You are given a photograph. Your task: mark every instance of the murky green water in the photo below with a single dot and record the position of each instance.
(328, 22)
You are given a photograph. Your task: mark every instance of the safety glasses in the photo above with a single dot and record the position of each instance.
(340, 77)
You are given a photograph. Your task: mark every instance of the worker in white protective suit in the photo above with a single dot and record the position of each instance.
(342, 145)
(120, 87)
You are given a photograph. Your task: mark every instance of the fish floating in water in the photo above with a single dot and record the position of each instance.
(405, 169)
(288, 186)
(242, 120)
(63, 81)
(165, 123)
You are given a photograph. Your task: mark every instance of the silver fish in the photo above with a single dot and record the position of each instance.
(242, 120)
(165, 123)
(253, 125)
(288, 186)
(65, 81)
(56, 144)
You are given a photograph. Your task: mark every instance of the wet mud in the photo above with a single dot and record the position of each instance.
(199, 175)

AIM OF THE EXERCISE> Every line of the records above needs to be given again exactly.

EXERCISE ANSWER>
You are given a photograph. Your task: mark every instance of the murky green water in the photo below with a single dot and record the position of each instance.
(328, 22)
You are given a photograph. Your task: mark every instance of the safety glasses in the photo above with a single dot and record the position of each instance.
(340, 77)
You are given a photograph. Your task: mark every instance of the worker in white protective suit in the photo above with a single dot and record the position of each instance.
(342, 145)
(120, 87)
You are given a photograph. Your task: mark every instance of the fish floating in water in the photo above with a single dot and record the position of each instance.
(405, 169)
(288, 186)
(242, 120)
(63, 81)
(165, 123)
You are given a photograph. Your task: mark every instance of the silver fish in the photo above with a single dot and record the position of each instance.
(242, 120)
(165, 123)
(253, 125)
(288, 186)
(65, 81)
(56, 144)
You are given a photograph. Your task: mark every instance of the wet mud in the photo above with a single dot and record the position of each instance.
(199, 175)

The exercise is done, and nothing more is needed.